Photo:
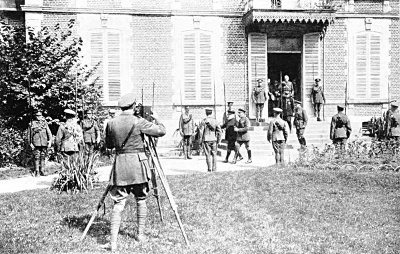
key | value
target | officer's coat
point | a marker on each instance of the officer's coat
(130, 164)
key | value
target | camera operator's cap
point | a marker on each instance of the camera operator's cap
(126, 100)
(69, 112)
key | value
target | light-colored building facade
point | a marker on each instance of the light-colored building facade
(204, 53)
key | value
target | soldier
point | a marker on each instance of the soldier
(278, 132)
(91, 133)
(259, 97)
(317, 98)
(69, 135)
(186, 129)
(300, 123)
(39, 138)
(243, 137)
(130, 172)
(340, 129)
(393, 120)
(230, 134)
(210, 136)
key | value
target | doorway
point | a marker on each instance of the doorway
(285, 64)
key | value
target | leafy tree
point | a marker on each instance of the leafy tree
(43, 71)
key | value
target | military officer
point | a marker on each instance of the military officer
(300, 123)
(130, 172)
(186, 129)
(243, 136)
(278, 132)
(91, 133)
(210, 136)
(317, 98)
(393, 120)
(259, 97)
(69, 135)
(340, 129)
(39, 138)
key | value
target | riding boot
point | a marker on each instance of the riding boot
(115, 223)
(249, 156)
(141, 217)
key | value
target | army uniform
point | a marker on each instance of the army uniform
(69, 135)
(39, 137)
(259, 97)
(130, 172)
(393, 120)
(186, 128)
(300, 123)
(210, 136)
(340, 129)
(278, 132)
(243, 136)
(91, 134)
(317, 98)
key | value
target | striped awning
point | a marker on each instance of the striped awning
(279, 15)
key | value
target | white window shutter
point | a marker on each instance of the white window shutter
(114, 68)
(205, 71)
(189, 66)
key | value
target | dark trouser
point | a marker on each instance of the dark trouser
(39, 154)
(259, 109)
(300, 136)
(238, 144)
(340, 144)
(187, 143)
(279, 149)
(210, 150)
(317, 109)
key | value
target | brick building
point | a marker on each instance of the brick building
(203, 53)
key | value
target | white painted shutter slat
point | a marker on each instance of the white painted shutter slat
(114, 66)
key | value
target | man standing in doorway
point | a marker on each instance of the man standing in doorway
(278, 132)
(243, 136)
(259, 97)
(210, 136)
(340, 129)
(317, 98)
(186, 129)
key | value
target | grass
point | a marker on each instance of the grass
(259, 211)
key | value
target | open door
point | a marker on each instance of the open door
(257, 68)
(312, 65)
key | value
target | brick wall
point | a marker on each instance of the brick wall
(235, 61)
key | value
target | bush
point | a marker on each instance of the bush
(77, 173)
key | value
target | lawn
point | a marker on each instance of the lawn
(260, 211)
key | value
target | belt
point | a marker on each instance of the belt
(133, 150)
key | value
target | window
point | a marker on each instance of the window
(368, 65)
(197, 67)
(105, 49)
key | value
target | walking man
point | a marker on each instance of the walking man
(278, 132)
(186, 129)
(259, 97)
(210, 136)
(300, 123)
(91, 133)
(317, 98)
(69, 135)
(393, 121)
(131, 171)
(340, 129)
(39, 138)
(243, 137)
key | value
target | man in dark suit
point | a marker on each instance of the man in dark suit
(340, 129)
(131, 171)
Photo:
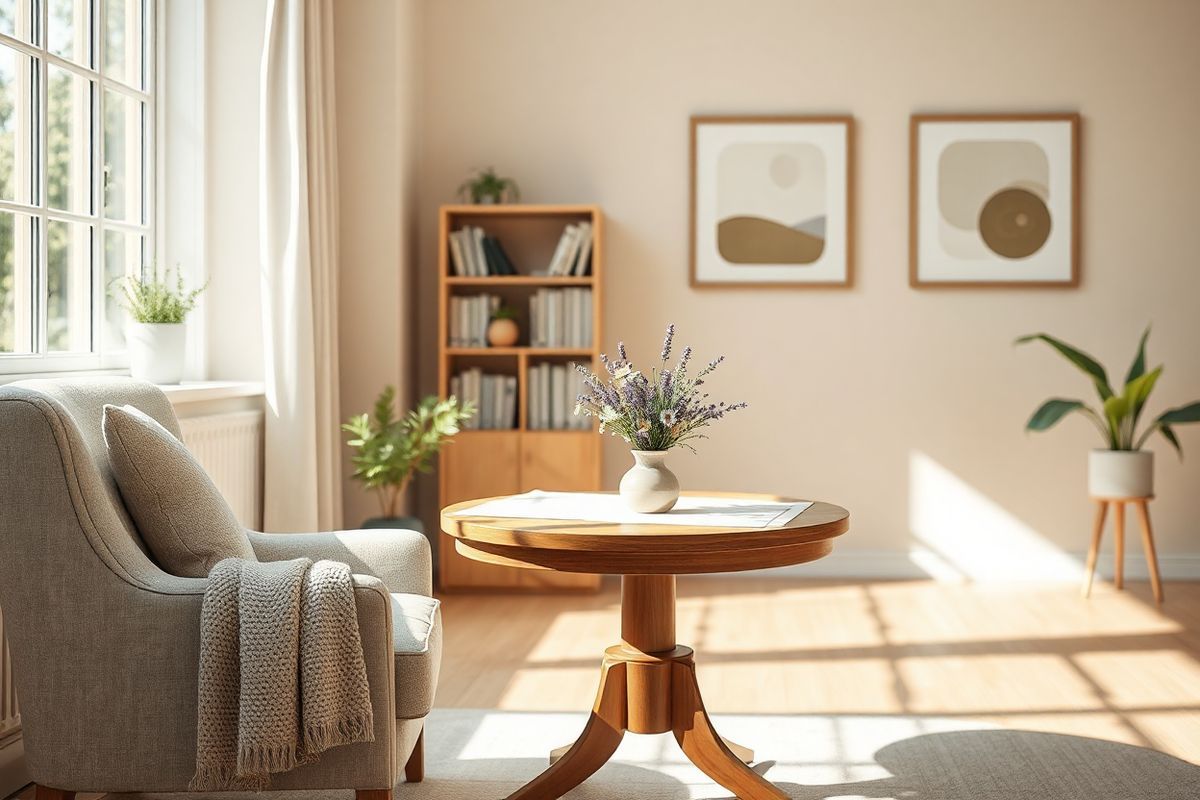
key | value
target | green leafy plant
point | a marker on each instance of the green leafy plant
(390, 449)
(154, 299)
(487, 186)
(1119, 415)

==================================================

DIRECTION: Transcribe the complete set of entries verbatim. No pictures belong in the copy.

SOLUTION TO THIS TASK:
Photo:
key | value
target | officer's coat
point | a marker on each instance of the officer's coat
(130, 164)
key | value
target | camera operator's cap
point | a marker on each instance of the camera operator's cap
(126, 100)
(69, 112)
key | value
target | light-colored building facade
point | a marker on each instance of the light-colored building facade
(204, 53)
key | value
target | soldier
point | a marker on each instance of the soldier
(278, 132)
(91, 133)
(259, 97)
(317, 98)
(69, 135)
(186, 129)
(300, 123)
(39, 138)
(243, 137)
(130, 172)
(340, 129)
(393, 120)
(230, 134)
(210, 136)
key | value
target | doorway
point | a marker on each instance of the doorway
(285, 64)
key | value
target | leafy tree
point | a marker on each instance of the leafy tree
(43, 71)
key | value
target | military officer
point | a marker on each instance of the military officer
(300, 123)
(130, 172)
(186, 129)
(243, 136)
(278, 132)
(91, 133)
(210, 136)
(317, 98)
(393, 120)
(259, 97)
(69, 135)
(340, 129)
(39, 138)
key | value
target | riding boot
point | a marker on each instance of the riding boot
(115, 223)
(249, 156)
(141, 217)
key | value
target | army uniform
point | a marker on each instance of the army uniform
(69, 135)
(39, 137)
(259, 97)
(130, 172)
(393, 120)
(186, 128)
(300, 123)
(210, 136)
(340, 129)
(278, 132)
(243, 136)
(91, 134)
(317, 98)
key | value
target | striped awning
point | a marker on each instance of the striped awning
(279, 15)
key | value
target | white window shutter
point | a marker on each instance of the white window shutter
(114, 68)
(205, 71)
(189, 66)
key | value
target | dark trouser
point | a marker on each instance of the dark trouser
(39, 154)
(259, 109)
(300, 136)
(238, 144)
(340, 144)
(187, 143)
(279, 149)
(210, 150)
(317, 109)
key | value
target | brick building
point | a marker on each instance of the brick building
(203, 53)
key | value
target | white painted shutter slat
point | a marker on each instance of the white painted shutter slat
(114, 66)
key | value
target | man standing in doorway
point | a marker on each instance of the man standing in doorway
(278, 132)
(243, 136)
(259, 97)
(210, 136)
(340, 129)
(317, 98)
(186, 129)
key | value
target | grass
point | a marker on each instance of the grass
(259, 211)
key | value
target | open door
point | a marker on each instance of the open door
(257, 68)
(312, 65)
key | value
target | brick wall
point | a marker on each instance of the brick wall
(235, 61)
key | value
target | bush
point | a marker on each instance of the bush
(77, 173)
key | value
target | lawn
point | a marker on each instance of the lawn
(260, 211)
key | value
target | belt
point | a marker on each instance of the belt
(133, 150)
key | value
target | window
point | a marker on each instance of the window
(368, 65)
(197, 67)
(105, 49)
key | value
target | walking man
point | a marker on each instance of the walking man
(278, 132)
(186, 129)
(259, 97)
(210, 136)
(300, 123)
(91, 133)
(317, 98)
(69, 135)
(393, 121)
(131, 171)
(340, 129)
(39, 138)
(243, 137)
key | value
target | man in dark suit
point | a marker on each instance of the man in dark suit
(340, 129)
(131, 171)
Photo:
key | value
target | green leafy plant
point | a marker on each instance of the green leafy plant
(390, 449)
(154, 299)
(487, 186)
(1119, 415)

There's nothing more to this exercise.